--- Listed entries Enclosed Below ---
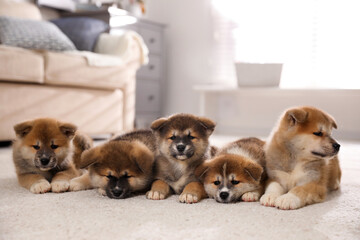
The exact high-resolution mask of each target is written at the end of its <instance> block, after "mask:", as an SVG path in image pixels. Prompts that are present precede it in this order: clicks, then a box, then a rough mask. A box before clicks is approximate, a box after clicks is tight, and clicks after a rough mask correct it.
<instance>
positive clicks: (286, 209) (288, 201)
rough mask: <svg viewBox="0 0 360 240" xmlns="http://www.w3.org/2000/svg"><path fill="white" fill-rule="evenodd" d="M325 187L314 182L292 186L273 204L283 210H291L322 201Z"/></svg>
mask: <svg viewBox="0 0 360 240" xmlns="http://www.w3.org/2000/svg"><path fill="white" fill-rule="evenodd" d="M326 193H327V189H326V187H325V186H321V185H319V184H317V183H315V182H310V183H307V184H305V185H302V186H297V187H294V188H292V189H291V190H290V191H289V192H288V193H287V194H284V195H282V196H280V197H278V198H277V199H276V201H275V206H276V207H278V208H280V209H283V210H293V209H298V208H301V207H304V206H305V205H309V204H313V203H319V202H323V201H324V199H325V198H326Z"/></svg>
--- End of Enclosed Listed entries ---
--- Listed entries Enclosed Below ---
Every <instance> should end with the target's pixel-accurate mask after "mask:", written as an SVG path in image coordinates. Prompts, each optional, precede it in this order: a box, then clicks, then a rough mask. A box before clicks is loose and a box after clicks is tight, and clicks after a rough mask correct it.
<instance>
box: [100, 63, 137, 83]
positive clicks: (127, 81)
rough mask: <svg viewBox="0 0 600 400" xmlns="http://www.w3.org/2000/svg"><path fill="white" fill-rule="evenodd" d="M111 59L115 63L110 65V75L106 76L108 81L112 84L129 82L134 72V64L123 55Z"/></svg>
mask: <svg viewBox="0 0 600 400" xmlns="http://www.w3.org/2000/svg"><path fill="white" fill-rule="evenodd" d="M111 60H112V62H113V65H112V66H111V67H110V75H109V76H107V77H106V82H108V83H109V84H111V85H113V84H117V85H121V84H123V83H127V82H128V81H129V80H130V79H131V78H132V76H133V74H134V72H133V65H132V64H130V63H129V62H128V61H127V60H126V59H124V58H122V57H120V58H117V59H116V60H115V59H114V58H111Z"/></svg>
--- End of Enclosed Listed entries ---
■ Request
Switch "rough mask" to "coarse mask" in the lines from the one containing "Every <instance> should" through the one containing "positive clicks: (127, 81)", and leave everything else in those lines unchanged.

■ Finished exercise
Every <instance> should end with the target's pixel-accurate mask after "mask:", written as an SVG path in image coordinates. Prompts, each optional, precede it in this order: a box, then clicks, then a coarse mask. A box before clicks is loose and a box after clicks is tight, and clicks after a coarse mask correct it.
<instance>
box: [100, 63, 137, 83]
positive clicks: (127, 81)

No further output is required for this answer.